(WRITTEN INSTRUCTION 1):
Answer these questions from the cyber-attack passage, putting each answer on its own line and marking it (a), (b) or (c).
(a) What capability do intrusion detection systems provide?
(b) What three pieces of information does an attacker need to construct an attack in the Smart Grid?
(c) What term is used for the variation of attack graphs that the chapter describes?

(SOURCE PASSAGE):
-- Begin --
Cyber-attackers are a grave threat to the security of the United States and to other nations. As the critical infrastructure systems are becoming increasingly interconnected through connections to the Internet it is possible for a cyber-attack originating anywhere in the world to cause significant damage within the United States. Monitoring of critical networks is a standard tool in the defenders arsenal, but when an attack is detected the defender could benefit from knowing the level of intelligence of the cyber-attacker. Intrusion detection systems (IDSs) provide this monitoring capability. Armed with better information about the cyber-attacker’s intelligence and what the cyber-attacker knows about the system under attack, the defenders can identify and deploy their defenses in the most optimal fashion to protect the system and minimize negative impact to users.

Attack graphs are one metric to model cyber-attacks and their consequences. They provide the sequence of events necessary to reach a particular goal (e.g. gaining access to a database with credit card information). The defender can use attack graphs to determine the set of possible next moves the cyber-attacker may take. However, without being able to infer the cyber-attacker’s intelligence their ability to correctly determine the attacker’s most likely next moves is greatly impaired.

Reconnaissance of a network or system is an important early, if not first, step in an attack. It is to the attacker’s benefit to discover as much information as possible about a network or system before launching their attack. This allows the attacker to determine the best course of action to achieve their goals. However, too much reconnaissance increases the risk that the attacker will be identified before they can achieve their goals or even launch their attack. This is especially true in the Smart Grid (next generation electric grid) which will utilize network connections and the Internet to connect grid components together (Farhangi, 2010). In the Smart Grid the types of devices, the IT (information technology) network architecture, and the power system architecture are the important pieces of information that the attacker needs to construct an attack (NIST, 2010).

This chapter will explore techniques to incorporate estimates of an adversary’s knowledge of the system to improve intrusion detection systems (IDSs) and attack graphs. First, the use of IDSs to detect attacks and the challenges associated with them are described. Next, a brief background and description of attack graphs are presented. The use of vulnerability databases, such as the National Vulnerability Database (National Vulnerability Database, 2012), to generate attack graphs is described. Then, a variation of attack graphs, termed an attack dependency graphs is described. An analysis technique using the attack dependency graph to infer an adversary’s future actions based on their past behavior is presented.

Attack graphs and IDSs can be combined to improve (reduce time) attack detection. A methodology to construct attack signatures or traces for the IDS using attack graphs is presented. This process is computationally intensive and ideas for future research directions for development of specialized hardware are presented.
-- End --
(WRITTEN INSTRUCTION 2): Collect every line of the listing below that contains the word "photo".

(SUPPLIED DATA):
-- Begin --
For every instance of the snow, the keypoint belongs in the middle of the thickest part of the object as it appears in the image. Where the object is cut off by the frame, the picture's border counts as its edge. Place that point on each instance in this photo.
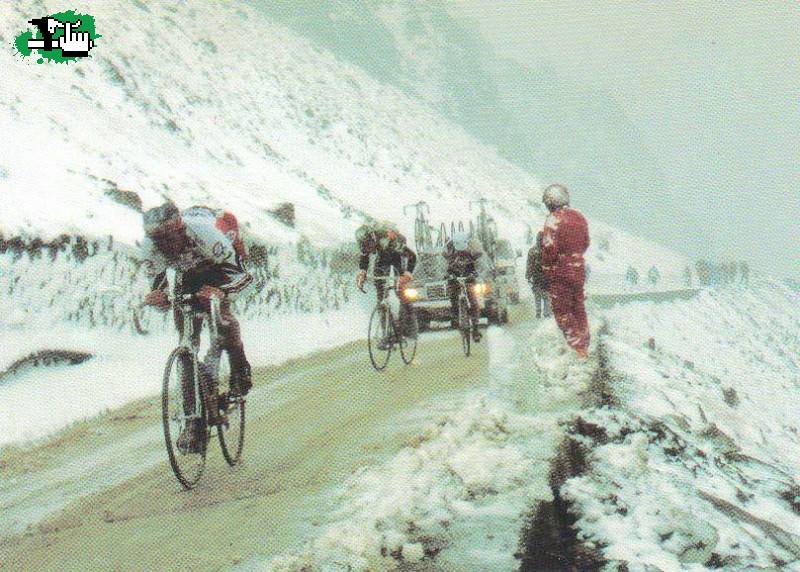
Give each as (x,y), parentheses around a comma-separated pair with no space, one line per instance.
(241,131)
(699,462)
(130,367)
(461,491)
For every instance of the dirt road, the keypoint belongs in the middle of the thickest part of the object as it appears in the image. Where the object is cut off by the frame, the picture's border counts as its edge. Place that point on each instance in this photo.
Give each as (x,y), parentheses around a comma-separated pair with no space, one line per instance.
-- End --
(FINAL ANSWER 1):
(a) Monitoring of critical networks.
(b) The types of devices, the IT network architecture, and the power system architecture.
(c) Attack dependency graphs.

(FINAL ANSWER 2):
For every instance of the snow, the keypoint belongs in the middle of the thickest part of the object as it appears in the image. Where the object is cut off by the frame, the picture's border counts as its edge. Place that point on each instance in this photo.
For every instance of the dirt road, the keypoint belongs in the middle of the thickest part of the object as it appears in the image. Where the object is cut off by the frame, the picture's border counts as its edge. Place that point on each instance in this photo.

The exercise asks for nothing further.